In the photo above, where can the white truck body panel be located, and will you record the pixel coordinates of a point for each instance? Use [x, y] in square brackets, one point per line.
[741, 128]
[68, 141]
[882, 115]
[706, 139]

--------

**Aim**:
Put every line of the records above into a JSON list of strings, one string per line, with blank lines left out.

**The response**:
[
  "In the photo above, where can the white truck body panel be located, and will you record the pixel coordinates of a point for each instance? Use [x, y] in square brackets, one point per line.",
  "[741, 128]",
  "[68, 141]",
  "[882, 115]",
  "[706, 139]"
]